● **Passage provided**:

== Segment start ==

The guidelines followed by the Advisory Committee for disbursing the funds included:

• Spend money to save lives
• Use evidence to guide spending,
• Invest in youth prevention,
• Focus on racial equity,
• Develop a fair and transparent process for funding recommendations
• Consider future sustainability in all recommendations

Sharing the wealth: guide for the perplexed
Exactly how the money will be allocated is a bit of a complicated process. Once the state procurement process has “approved” the spending of the $20 million, the next step will be figuring out how community agencies can apply for the funds.

As Kerri White, the communications spokesperson at R.I. EOHHS explained the process in response to questions from ConvergenceRI: “Procurement includes a variety of vehicles, such as Requests for Proposals, Request for Quotes, Requests for Information, Direct Purchases, Contract Modifications, Mini-Grants, and a host of other mechanisms – most of which are competitive processes.”

White continued: “Neither the Committee, nor the State, can designate funds for specific agencies in the way that the Legislature can within the state budget to individual organizations or the Rhode Island Foundation [can], for example.”

== Segment end ==

[Data drawn from a collection]
== Segment start ==

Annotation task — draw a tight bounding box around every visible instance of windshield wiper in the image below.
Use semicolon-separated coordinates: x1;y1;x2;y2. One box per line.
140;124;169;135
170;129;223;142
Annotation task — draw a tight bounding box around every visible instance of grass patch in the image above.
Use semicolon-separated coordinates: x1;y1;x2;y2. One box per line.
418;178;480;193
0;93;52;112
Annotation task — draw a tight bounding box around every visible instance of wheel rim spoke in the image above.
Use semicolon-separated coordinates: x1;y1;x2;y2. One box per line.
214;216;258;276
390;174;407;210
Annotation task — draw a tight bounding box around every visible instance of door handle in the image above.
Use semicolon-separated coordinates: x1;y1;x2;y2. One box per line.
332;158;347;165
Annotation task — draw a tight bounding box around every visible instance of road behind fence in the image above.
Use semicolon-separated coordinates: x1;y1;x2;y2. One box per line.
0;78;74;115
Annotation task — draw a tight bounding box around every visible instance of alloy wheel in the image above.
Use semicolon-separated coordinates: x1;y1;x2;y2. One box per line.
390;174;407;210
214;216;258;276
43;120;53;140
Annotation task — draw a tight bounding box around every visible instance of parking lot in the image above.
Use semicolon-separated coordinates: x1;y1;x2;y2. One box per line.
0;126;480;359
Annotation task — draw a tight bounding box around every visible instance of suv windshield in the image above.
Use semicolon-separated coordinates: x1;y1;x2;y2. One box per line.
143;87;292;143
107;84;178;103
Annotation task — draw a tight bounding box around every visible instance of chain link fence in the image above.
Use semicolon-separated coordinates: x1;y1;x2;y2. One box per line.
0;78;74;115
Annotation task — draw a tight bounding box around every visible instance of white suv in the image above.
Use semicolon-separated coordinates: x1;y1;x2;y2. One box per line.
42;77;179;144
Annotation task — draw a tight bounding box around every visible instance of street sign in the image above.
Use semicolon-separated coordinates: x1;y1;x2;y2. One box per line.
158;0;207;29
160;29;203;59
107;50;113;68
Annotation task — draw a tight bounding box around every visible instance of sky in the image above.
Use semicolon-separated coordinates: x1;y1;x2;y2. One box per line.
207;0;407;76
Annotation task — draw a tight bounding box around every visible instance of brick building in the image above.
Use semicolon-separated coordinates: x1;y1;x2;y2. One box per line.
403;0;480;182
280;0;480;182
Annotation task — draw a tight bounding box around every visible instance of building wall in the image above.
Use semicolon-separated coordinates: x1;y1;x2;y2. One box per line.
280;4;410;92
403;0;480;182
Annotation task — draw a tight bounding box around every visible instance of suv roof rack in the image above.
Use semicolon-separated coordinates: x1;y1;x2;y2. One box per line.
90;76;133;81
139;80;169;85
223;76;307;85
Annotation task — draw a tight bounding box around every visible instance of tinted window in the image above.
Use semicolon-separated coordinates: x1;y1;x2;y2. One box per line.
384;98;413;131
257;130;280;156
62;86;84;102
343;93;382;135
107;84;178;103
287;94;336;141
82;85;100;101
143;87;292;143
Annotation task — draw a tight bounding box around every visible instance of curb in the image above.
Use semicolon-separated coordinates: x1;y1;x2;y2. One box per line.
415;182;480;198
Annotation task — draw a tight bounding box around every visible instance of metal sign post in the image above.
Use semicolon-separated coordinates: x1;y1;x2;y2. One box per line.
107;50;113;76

== Segment end ==

● **Exercise instructions**:
(A) In the passage on the Advisory Committee's funding process, what position does Kerri White hold?
(B) Print the passage on the Advisory Committee's funding process from "The guidelines followed" to "for the funds.".
(C) Proceed with the passage on the Advisory Committee's funding process, picking up right after its final sentence.

● **Solved tasks**:
(A) She is the communications spokesperson at R.I. EOHHS.

(B)
The guidelines followed by the Advisory Committee for disbursing the funds included:

• Spend money to save lives
• Use evidence to guide spending,
• Invest in youth prevention,
• Focus on racial equity,
• Develop a fair and transparent process for funding recommendations
• Consider future sustainability in all recommendations

Sharing the wealth: guide for the perplexed
Exactly how the money will be allocated is a bit of a complicated process. Once the state procurement process has “approved” the spending of the $20 million, the next step will be figuring out how community agencies can apply for the funds.

(C)
Because of this, White explained: “EOHHS is evaluating which procurement mechanism is best suited for each of the items of recommended funding by the Committee and will pursue the appropriate mechanism in partnership with finance and budget [team] at EOHHS as well as the Department of Administration.”

Further, White said. “Updates will be made at the Advisory Committee Meeting on progress and in a way that doesn’t violate purchasing rules.”

Speaking words of wisdom
In a recent article published on Aug. 14 in The Guardian, author Beth Macy, who wrote Dopesick, which was turned into the series of the same name, streaming on Hulu, which has garnered 14 Emmy nominations, talked with reporter Edward Helmore about her upcoming book, Raising Lazarus, scheduled to hit the bookstores this week.

“At this point, too much attention is focused on stemming the oversupply of prescription opioids,” Macy wrote, as quoted by Helmore. “We now have a generation of drug users that started with heroin and fentanyl.”

Helmore described the changing landscape of addiction as follows: “Fentanyl manufacturing runs from precursors sourced in India and formulated in China to distribution via Mexico to the U.S. What used to come in labeled plastic pill bottles with child-proof lids now comes in 50-gallon drums.”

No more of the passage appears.